Due to significant pressure from the AMA, the Centers for Medicare & Medicaid Services (CMS) announced the reopening of its Meaningful Use (MU) hardship exception application for physicians and hospitals to avoid the 2015 penalty. 
 
CMS' action gives physicians the opportunity to seek exemption from meeting Meaningful Use requirements in 2014 and avoid Medicare payment penalties in 2015.
 
The new deadline will be November 30, 2014.  Previously, the hardship exception application deadline was April 1, 2014 for hospitals and July 1, 2014 for physicians.
 
While all Medicare physicians have until February 28, 2015 to attest to any 90-day reporting period in 2014 to obtain an MU incentive, Medicare physicians who started the program this year were required to attest by October 1, 2014 to avoid a penalty of up to 2 percent in 2015.  Those new to the MU program can now apply for a hardship exception to avoid this penalty if they missed the October 1 deadline.  In addition, even if you are prepared to attest by February 28, 2015, you can still apply for a hardship exception as a fallback precaution to avoid the penalty.  We believe this hardship exemption will be interpreted broadly by CMS and we therefore encourage all physicians who meet the following criteria to apply by the November deadline.
 
The hardship exception, however, only provides relief from the MU penalty and will not earn you an incentive.  Meaningful Use incentives are still available for those who are able to meet and attest to the Stage 1 or Stage 2 measures by the February deadline. 
 
This reopened hardship exception period is for Medicare physicians and hospitals that:

  • Have been unable to fully implement 2014 Edition CEHRT due to delays in 2014 Edition CEHRT availability; and
  • Physicians who were unable to attest by October 1, 2014 and hospitals that were unable to attest by July 1, 2014 using the flexibility options provided in the CMS 2014 CEHRT Flexibility Rule.

**Data**.
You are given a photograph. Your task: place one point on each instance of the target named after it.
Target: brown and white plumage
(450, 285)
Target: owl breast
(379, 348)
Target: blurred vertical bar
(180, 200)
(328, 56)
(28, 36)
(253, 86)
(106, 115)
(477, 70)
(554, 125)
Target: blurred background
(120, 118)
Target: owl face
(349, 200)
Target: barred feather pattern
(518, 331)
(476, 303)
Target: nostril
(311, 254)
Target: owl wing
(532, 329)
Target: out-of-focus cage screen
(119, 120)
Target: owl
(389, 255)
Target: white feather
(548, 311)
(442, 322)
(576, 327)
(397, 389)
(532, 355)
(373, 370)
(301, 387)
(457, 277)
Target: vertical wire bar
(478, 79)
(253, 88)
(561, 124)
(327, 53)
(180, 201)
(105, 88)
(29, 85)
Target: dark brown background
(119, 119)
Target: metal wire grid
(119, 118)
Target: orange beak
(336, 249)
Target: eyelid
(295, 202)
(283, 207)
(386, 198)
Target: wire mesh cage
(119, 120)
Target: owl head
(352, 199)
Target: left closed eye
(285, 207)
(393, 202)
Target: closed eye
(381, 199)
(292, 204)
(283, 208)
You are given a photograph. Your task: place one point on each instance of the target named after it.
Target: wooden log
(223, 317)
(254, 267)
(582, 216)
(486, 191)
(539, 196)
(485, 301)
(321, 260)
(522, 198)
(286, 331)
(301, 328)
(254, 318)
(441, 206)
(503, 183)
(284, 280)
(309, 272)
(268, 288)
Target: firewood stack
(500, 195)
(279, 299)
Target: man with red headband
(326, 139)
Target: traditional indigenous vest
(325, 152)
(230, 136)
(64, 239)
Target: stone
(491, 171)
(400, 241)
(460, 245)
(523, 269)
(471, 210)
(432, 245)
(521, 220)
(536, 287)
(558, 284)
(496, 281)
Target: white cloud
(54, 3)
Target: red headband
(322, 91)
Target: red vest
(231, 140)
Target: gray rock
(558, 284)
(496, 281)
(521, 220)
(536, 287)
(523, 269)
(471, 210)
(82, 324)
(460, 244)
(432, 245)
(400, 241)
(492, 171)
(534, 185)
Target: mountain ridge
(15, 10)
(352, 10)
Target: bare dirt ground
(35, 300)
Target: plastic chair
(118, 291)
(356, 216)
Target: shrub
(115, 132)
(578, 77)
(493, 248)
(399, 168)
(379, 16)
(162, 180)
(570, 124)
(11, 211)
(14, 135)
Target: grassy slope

...

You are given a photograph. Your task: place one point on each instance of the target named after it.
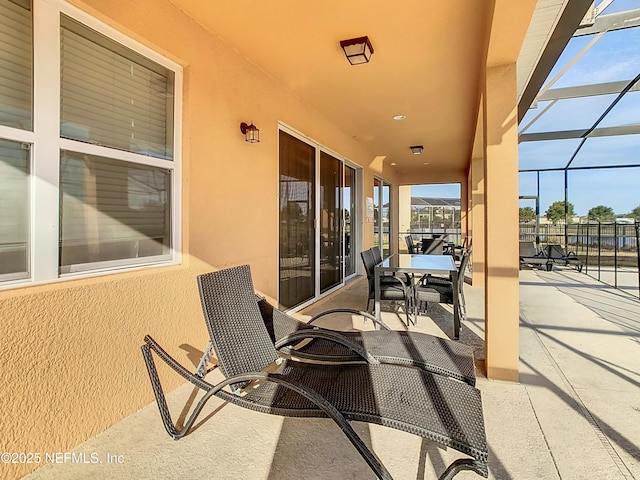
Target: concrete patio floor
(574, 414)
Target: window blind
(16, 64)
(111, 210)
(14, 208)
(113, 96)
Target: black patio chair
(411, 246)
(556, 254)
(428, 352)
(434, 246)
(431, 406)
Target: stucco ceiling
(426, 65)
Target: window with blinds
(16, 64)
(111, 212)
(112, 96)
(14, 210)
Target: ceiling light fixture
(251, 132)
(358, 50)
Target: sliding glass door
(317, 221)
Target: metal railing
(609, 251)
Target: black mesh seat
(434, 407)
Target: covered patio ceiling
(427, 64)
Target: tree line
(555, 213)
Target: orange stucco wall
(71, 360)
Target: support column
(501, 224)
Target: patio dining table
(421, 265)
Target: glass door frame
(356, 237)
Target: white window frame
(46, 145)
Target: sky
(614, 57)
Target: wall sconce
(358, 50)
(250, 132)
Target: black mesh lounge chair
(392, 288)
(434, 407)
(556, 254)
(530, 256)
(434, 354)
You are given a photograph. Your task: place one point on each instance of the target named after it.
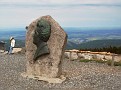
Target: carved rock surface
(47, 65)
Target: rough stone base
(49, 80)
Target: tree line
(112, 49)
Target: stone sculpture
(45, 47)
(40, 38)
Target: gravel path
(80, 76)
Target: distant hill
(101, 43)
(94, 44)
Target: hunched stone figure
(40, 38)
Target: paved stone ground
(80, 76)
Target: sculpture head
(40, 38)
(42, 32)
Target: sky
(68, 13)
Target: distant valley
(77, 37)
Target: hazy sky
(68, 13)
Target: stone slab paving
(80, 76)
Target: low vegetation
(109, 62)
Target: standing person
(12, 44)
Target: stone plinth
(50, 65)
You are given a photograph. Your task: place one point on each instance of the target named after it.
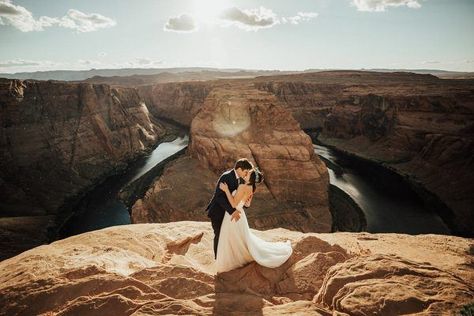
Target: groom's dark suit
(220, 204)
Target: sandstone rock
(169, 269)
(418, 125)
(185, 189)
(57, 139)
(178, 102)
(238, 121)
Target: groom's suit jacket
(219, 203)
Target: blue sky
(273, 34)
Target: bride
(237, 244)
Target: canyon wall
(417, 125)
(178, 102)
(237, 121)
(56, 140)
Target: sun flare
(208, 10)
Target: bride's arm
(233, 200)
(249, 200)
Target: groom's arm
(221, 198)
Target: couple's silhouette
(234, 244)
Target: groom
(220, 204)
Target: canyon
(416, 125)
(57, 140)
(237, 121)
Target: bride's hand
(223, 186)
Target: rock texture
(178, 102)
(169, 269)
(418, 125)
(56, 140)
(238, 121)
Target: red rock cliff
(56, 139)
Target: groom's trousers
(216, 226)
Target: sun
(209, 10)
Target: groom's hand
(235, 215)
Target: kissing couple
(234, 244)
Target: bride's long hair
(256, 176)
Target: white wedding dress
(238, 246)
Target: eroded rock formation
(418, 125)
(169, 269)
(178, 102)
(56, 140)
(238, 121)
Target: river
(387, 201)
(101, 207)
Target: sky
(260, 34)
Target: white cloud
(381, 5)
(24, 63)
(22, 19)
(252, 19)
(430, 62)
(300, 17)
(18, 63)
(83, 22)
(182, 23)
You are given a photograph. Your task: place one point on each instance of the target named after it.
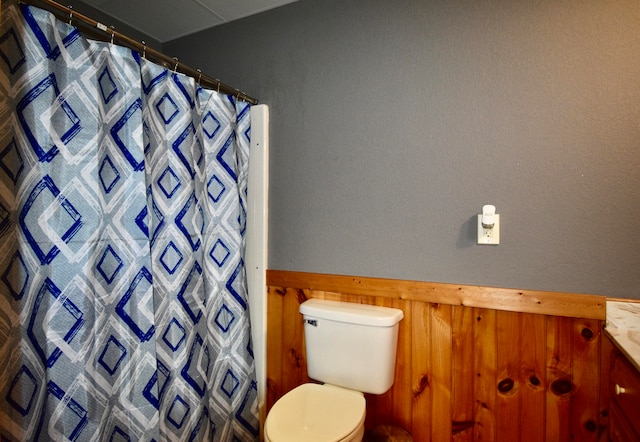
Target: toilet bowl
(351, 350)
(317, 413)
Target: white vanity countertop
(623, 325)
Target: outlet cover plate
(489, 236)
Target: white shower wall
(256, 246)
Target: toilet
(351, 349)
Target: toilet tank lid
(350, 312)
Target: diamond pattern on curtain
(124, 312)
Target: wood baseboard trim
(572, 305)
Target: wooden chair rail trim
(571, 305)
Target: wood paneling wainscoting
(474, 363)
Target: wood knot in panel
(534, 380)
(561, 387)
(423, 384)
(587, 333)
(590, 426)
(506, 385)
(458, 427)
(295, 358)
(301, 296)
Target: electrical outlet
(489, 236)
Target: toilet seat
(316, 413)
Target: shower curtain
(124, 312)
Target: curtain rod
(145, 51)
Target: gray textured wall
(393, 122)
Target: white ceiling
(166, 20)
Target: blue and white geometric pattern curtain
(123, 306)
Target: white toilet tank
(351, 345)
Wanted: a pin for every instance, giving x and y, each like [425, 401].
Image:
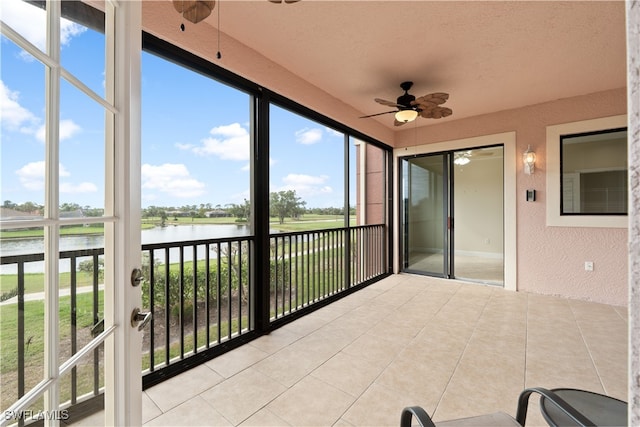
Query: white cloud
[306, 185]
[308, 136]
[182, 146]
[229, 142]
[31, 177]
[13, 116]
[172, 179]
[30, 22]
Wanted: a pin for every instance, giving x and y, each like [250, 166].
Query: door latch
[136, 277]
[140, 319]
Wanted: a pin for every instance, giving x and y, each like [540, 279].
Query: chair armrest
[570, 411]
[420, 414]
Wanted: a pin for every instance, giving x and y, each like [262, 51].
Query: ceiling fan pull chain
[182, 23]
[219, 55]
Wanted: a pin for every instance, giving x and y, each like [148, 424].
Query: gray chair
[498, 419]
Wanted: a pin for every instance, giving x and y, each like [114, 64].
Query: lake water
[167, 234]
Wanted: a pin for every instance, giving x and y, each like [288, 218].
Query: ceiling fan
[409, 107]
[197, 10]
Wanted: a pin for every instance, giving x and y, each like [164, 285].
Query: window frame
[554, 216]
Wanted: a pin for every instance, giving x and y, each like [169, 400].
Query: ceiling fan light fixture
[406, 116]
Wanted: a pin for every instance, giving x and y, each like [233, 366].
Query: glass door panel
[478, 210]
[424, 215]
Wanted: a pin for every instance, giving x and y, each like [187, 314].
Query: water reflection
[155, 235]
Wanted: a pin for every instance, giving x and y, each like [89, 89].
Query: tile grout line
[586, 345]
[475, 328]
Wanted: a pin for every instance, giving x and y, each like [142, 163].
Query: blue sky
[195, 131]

**Problem**. Extend the piece on CMS reopening the Meaningful Use hardship exception, picking up right after its list of who qualifies for the reopened period.

**Answer box**.
The CMS 2014 CEHRT Flexibility Rule allows physicians to use older certified EHR technology (Version 2011), a combination of old and new technology (Version 2011 and Version 2014), or just new technology (Version 2014) to attest for their 2014 reporting period. A more in-depth review of the rule can be found on the AMA website under "Avoiding meaningful use penalties / Hardship Exceptions." Unfortunately, the CMS system was not ready to accept attestations by the October 1, the last date Medicare physicians new to MU could attest to avoid a penalty.  This is part of the reason why CMS elected to re-open the hardship filing period, ensuring more doctors avoid a 2015 penalty.
 
For more information, and for a link to the hardship exemption application, visit the CMS website.

Below is the AMA press statement.


FOR IMMEDIATE RELEASE

October 7, 2014
 
AMA Statement on Meaningful Use Hardship Exemption Announcement
Statement attributed to:
Robert M. Wah, MD
President, American Medical Association
 
"The American Medical Association (AMA) is pleased that the Centers for Medicare and Medicaid Services (CMS) has taken a step towards addressing AMA concerns and has decided to reopen the Meaningful Use hardship submission period.  Medicare physicians who were unable to fully implement their new certified electronic health record software due to delays in receiving it and who were unable to successfully attest by the October 1 deadline can apply for the exception through November 30th. This change will allow more physicians to avoid an unfair Meaningful Use financial penalty in 2015.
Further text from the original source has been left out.